Look below for lines that hold the string "window" and copy each one.
+++ Supplied material
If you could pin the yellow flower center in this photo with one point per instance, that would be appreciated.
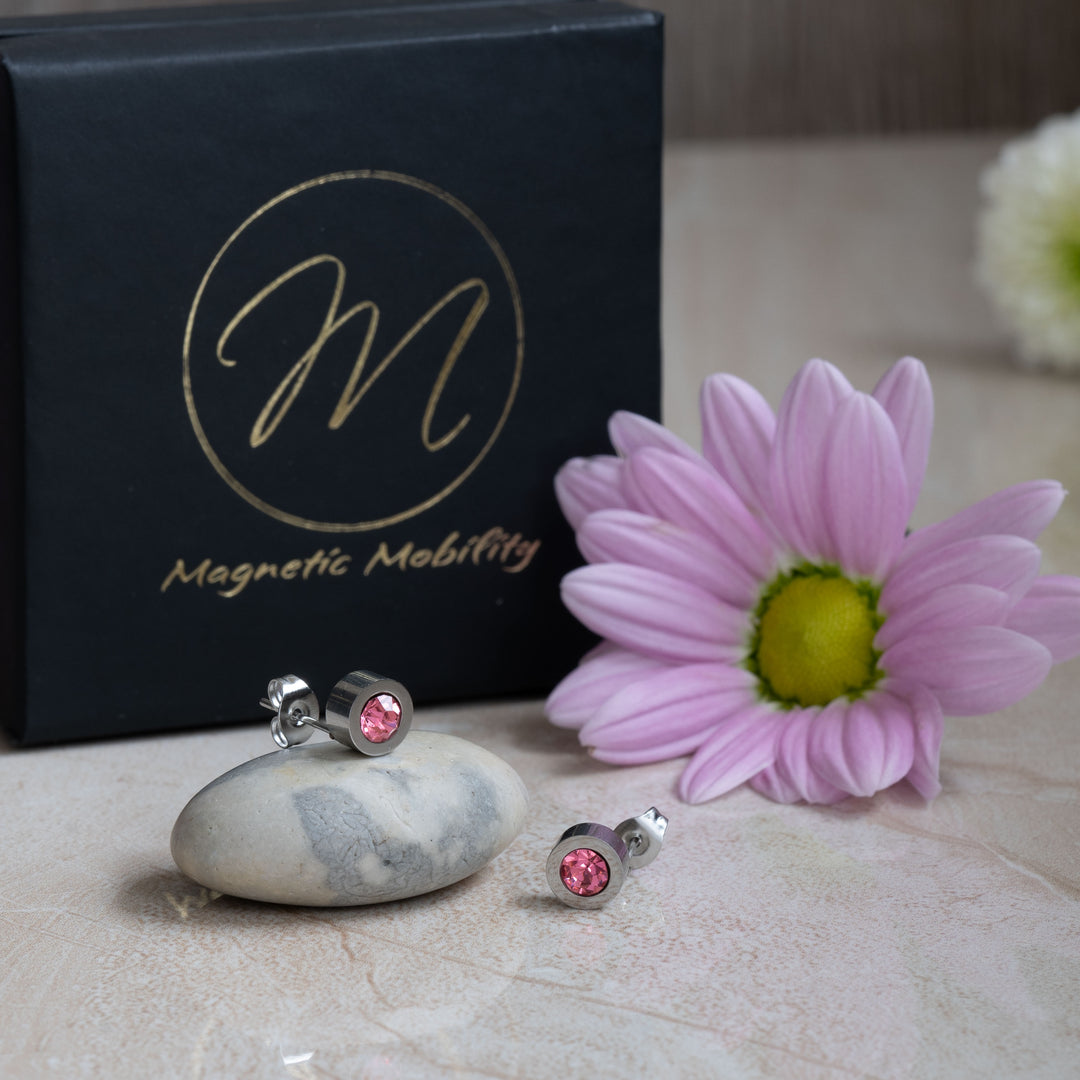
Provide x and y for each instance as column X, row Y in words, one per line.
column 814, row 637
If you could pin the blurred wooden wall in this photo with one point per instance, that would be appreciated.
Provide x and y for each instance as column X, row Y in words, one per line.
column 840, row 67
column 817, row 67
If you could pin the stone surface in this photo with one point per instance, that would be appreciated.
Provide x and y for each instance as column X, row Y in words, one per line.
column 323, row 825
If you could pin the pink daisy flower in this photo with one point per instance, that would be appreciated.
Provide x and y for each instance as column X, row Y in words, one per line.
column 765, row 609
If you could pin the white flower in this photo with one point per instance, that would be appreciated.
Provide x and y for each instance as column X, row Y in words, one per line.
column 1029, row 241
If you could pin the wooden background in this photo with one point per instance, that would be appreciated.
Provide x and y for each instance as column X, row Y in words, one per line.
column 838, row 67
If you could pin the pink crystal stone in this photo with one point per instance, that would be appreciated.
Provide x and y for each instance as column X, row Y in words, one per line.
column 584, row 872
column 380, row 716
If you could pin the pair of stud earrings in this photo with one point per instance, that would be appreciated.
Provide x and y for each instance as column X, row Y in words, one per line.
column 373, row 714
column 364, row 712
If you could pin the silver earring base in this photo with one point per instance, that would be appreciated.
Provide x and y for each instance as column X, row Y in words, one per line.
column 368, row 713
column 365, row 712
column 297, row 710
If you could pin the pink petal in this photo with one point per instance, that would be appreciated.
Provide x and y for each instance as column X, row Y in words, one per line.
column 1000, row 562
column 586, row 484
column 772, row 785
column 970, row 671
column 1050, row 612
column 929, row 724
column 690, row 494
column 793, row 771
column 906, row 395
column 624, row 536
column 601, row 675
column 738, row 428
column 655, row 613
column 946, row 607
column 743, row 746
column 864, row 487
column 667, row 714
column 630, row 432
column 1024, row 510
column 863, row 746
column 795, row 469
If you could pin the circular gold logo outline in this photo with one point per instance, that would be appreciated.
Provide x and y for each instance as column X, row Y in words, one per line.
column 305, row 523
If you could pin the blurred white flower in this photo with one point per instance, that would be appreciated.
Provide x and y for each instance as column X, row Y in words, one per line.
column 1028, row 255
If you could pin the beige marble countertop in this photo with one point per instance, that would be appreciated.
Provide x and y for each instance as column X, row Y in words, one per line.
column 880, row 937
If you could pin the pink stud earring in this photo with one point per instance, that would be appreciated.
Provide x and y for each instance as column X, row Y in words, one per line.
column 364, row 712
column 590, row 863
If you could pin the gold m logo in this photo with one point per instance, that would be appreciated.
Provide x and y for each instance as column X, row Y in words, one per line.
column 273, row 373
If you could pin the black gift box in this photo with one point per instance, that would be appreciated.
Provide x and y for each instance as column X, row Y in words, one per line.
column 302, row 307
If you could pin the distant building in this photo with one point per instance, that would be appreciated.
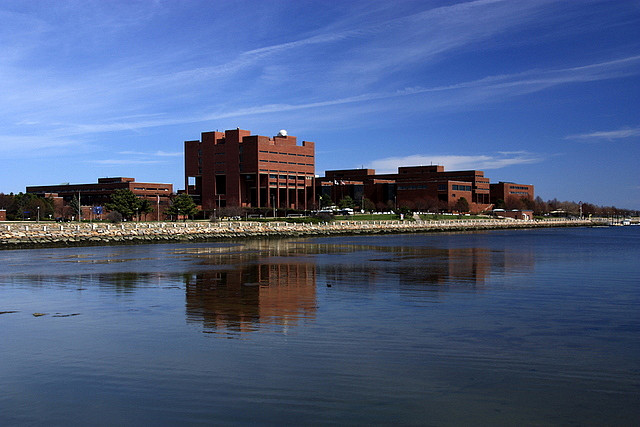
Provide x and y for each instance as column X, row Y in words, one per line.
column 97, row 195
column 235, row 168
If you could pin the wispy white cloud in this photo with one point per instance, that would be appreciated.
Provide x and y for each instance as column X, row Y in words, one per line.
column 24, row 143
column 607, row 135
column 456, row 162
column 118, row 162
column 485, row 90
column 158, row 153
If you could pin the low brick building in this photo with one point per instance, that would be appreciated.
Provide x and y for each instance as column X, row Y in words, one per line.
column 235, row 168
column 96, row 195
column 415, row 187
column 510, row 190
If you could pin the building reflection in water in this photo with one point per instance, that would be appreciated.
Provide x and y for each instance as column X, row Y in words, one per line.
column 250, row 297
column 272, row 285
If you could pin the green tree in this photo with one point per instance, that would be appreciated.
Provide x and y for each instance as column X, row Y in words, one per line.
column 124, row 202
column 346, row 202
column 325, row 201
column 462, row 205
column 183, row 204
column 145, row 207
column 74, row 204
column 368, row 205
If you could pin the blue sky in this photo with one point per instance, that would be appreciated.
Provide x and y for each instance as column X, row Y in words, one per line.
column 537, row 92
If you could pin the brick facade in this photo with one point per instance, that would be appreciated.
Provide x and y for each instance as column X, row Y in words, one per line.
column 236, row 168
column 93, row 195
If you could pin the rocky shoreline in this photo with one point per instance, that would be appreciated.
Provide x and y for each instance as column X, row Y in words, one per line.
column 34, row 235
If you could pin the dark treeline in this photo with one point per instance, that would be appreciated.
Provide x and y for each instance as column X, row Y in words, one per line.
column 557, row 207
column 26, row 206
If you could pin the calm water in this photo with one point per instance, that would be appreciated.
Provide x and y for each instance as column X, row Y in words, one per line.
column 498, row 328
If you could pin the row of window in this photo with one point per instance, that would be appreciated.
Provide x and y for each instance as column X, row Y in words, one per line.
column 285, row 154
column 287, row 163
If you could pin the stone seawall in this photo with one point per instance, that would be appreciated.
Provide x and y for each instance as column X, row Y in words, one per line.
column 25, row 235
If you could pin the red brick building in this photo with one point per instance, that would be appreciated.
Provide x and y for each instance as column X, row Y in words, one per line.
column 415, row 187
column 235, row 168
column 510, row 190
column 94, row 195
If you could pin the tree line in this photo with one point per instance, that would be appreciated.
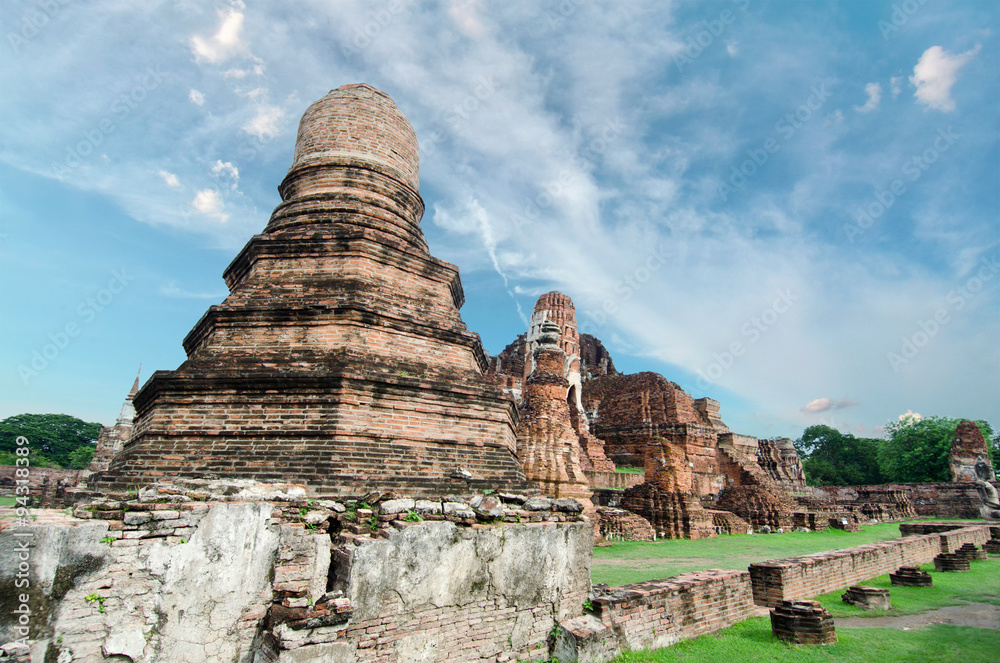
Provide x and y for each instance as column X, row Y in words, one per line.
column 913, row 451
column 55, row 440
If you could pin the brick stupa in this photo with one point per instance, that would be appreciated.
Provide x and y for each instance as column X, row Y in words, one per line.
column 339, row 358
++++++
+++ Supplied material
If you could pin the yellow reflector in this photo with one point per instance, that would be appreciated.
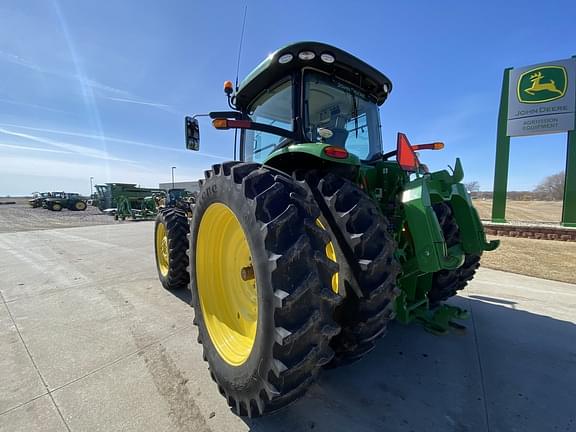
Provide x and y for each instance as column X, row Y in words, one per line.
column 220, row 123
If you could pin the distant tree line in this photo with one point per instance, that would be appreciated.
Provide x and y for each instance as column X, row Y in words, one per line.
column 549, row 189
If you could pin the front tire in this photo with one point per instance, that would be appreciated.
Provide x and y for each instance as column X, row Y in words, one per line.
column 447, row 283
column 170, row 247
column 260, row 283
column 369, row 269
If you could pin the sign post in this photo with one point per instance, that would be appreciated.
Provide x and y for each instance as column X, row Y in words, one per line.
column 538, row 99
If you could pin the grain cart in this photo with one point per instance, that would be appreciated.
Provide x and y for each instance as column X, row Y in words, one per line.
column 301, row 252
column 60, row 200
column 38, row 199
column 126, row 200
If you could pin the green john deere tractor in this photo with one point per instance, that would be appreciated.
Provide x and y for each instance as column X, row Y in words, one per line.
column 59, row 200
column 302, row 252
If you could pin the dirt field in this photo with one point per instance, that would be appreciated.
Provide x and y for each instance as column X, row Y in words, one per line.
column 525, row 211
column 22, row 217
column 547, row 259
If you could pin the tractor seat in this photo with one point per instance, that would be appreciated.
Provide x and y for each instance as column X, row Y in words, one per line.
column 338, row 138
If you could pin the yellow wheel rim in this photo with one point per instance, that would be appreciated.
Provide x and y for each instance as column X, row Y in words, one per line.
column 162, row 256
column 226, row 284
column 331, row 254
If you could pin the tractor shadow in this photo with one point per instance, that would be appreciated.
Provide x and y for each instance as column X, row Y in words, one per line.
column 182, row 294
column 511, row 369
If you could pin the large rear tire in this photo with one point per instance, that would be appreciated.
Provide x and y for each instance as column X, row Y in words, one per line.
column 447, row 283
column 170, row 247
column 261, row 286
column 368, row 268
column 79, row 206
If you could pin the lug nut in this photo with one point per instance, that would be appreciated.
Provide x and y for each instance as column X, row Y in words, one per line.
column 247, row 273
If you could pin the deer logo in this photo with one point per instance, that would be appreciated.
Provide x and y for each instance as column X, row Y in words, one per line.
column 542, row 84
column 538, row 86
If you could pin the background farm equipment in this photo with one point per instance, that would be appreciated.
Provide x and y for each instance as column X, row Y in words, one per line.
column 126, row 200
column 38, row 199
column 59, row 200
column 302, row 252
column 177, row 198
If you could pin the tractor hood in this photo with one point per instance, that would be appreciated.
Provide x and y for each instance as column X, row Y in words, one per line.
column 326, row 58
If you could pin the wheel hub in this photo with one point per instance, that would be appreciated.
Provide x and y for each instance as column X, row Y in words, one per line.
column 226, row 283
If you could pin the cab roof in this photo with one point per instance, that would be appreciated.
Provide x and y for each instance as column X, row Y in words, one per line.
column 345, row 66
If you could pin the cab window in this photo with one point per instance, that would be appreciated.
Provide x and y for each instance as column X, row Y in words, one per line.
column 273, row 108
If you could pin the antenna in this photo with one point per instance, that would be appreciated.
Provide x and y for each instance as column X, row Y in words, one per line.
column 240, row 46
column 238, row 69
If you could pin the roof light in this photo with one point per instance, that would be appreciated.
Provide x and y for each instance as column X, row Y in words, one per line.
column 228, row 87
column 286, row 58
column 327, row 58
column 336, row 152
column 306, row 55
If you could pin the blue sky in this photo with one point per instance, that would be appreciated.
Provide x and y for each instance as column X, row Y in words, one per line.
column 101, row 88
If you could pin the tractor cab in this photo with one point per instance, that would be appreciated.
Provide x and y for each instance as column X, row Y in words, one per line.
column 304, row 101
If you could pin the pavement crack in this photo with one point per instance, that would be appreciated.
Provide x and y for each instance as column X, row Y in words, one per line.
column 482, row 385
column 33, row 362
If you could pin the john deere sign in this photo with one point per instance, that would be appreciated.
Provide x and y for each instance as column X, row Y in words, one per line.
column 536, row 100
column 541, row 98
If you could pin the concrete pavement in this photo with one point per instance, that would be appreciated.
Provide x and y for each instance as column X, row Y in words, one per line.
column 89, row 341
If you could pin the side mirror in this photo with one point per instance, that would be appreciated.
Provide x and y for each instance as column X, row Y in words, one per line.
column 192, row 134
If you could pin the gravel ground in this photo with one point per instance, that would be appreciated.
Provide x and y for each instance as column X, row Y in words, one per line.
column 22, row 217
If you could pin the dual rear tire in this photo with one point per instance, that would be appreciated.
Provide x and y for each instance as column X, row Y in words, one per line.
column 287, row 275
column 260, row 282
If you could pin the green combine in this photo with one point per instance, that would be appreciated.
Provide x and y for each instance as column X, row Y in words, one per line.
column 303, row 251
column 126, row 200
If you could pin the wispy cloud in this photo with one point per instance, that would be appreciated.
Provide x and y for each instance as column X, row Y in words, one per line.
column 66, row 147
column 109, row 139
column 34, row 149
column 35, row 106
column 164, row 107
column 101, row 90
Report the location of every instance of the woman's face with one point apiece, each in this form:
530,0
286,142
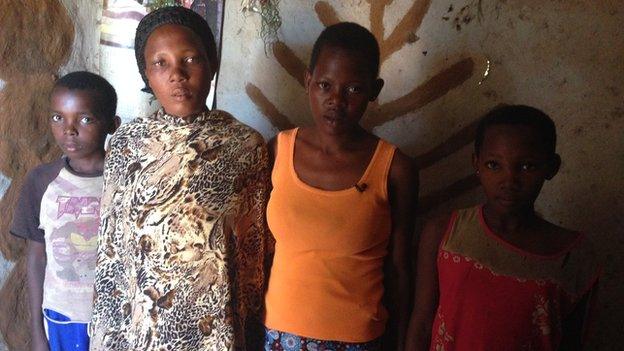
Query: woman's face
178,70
++++++
### Output for this task:
If you could pin the row of window in this photo with one point per instance, that would be appreciated.
If you could pin the cab window in this photo with one point per instance, that would be appreciated.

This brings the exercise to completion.